The Pond spent most of its existence not as a government agency but as a private-sector organization, operating within real companies such as the Universal Service Corporation. Grombach placed special emphasis on commercial cover, of which the only one known thus far is N.V. Philips Gloeilampenfabrieken, a Dutch company that had subsidiaries all over the world, including behind the Iron Curtain.65 McCargar, in an interview decades later, described an incident that happened with one of Grombach's associates. After leaving Budapest, McCargar had been assigned to the State Department Office of Policy Coordination (OPC) in Washington, the office responsible for coordinating U.S. psychological warfare. He got a call one day from one of Grombach's associates who lived in Washington. According to McCargar, this person set up a clandestine meeting during which he asked to see the ITT contract with the Hungarian government, which he returned a few days later. McCargar was outraged to discover that “Grombach made his living, not by the Pond, but primarily as a consultant to Phillips Eindhoven—the great post-war competitors in Europe of ITT.” McCargar suddenly realized: “I'd been used.”66 This story reveals the extent of the cutthroat rivalry between international corporations seeking to do business, in this case in Hungary, and their connections to the intelligence community.
^^^^
» **Stated exercise 1**:
Condense the paragraph of the passage on the Pond that begins "The Pond spent most of its existence" into a short bulleted list that keeps its main facts.

» **Pointing and labeling entries**:
^^^^
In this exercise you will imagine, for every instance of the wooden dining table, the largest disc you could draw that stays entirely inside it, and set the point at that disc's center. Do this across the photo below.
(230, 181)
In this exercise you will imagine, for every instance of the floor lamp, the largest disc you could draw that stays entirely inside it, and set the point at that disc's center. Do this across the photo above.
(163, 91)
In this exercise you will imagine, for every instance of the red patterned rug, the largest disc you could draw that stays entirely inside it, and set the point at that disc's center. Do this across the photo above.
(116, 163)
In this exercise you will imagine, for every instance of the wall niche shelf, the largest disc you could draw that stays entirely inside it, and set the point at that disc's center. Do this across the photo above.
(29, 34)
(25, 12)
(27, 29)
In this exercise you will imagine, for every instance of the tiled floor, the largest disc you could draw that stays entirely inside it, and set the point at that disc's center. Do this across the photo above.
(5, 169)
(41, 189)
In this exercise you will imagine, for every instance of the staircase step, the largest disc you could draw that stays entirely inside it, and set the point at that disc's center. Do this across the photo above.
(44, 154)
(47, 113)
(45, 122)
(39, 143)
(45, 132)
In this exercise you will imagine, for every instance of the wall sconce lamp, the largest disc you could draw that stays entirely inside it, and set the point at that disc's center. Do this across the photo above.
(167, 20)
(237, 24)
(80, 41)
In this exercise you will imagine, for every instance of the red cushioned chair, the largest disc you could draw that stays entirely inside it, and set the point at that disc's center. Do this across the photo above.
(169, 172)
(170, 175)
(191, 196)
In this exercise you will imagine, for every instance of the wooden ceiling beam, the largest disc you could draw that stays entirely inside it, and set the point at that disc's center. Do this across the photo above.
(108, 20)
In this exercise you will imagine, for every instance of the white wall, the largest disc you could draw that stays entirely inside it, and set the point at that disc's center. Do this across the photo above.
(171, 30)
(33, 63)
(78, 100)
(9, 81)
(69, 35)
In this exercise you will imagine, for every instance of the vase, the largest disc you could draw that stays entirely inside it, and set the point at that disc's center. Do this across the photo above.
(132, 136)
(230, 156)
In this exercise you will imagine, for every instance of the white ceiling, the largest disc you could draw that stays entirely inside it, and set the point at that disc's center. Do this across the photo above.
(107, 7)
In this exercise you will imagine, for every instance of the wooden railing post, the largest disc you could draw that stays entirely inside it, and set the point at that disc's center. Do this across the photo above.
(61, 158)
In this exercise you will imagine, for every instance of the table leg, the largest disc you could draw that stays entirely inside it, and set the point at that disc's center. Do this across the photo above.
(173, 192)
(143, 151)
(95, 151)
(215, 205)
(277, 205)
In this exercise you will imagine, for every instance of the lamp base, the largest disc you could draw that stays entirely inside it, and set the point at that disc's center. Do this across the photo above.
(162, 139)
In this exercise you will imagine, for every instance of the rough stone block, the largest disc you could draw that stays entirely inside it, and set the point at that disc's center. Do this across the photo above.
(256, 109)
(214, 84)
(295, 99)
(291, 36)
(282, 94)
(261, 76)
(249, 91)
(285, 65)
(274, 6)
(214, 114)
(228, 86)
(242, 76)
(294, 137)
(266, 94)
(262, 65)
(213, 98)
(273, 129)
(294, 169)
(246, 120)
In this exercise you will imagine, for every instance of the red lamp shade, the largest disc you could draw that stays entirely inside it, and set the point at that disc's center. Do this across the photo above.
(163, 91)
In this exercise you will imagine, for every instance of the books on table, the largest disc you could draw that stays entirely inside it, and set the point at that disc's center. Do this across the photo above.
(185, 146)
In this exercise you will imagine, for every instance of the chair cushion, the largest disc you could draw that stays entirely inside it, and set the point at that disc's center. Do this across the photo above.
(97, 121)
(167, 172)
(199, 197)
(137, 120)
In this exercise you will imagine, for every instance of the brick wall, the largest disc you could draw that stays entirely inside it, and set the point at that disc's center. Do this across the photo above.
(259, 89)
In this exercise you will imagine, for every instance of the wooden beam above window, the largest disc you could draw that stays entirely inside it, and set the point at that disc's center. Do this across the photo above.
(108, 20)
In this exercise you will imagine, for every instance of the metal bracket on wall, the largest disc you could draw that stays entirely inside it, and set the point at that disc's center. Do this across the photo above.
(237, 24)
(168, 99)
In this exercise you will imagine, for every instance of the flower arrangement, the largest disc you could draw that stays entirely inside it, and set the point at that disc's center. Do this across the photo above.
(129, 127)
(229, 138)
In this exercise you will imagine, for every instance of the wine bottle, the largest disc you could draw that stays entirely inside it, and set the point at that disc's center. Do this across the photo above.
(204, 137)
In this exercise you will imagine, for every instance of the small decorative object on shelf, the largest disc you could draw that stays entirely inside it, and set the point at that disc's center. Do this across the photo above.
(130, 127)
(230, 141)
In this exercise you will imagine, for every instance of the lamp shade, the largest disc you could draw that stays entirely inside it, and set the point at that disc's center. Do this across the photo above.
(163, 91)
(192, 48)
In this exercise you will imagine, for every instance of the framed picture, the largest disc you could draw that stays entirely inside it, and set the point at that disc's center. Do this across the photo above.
^^^^
» **Stated exercise 2**:
Return verbatim the entries above, from the line containing "of the metal" through the last line of the entries, inclusive.

» **Full output 1**:
- The Pond operated mostly as a private-sector organization inside real companies such as the Universal Service Corporation, rather than as a government agency.
- Grombach emphasized commercial cover. The only known example so far is N.V. Philips Gloeilampenfabrieken, a Dutch company with subsidiaries worldwide, including behind the Iron Curtain.
- After leaving Budapest, McCargar was assigned to the State Department Office of Policy Coordination (OPC) in Washington, which coordinated U.S. psychological warfare.
- One of Grombach's associates in Washington called him, set up a clandestine meeting, asked to see the ITT contract with the Hungarian government, and returned it a few days later.
- In an interview decades later, McCargar said he was outraged to learn that Grombach earned his living mainly as a consultant to Philips Eindhoven, ITT's great postwar competitor in Europe. He realized he had been used.
- The story reveals the cutthroat rivalry among international corporations seeking business, here in Hungary, and their connections to the intelligence community.

» **Full output 2**:
In this exercise you will imagine, for every instance of the metal bracket on wall, the largest disc you could draw that stays entirely inside it, and set the point at that disc's center. Do this across the photo above.
(237, 24)
(168, 99)
In this exercise you will imagine, for every instance of the flower arrangement, the largest disc you could draw that stays entirely inside it, and set the point at that disc's center. Do this across the photo above.
(129, 127)
(229, 138)
In this exercise you will imagine, for every instance of the wine bottle, the largest disc you could draw that stays entirely inside it, and set the point at that disc's center. Do this across the photo above.
(204, 137)
In this exercise you will imagine, for every instance of the small decorative object on shelf, the largest disc you could draw that stays entirely inside it, and set the point at that disc's center. Do this across the photo above.
(130, 127)
(230, 141)
In this exercise you will imagine, for every instance of the lamp shade, the largest disc you could draw that stays entirely inside it, and set the point at that disc's center. Do this across the photo above.
(163, 91)
(192, 48)
In this exercise you will imagine, for every instance of the framed picture, the largest disc you could draw that stays entirely inside it, and set the point at that disc's center. Do this across the photo above.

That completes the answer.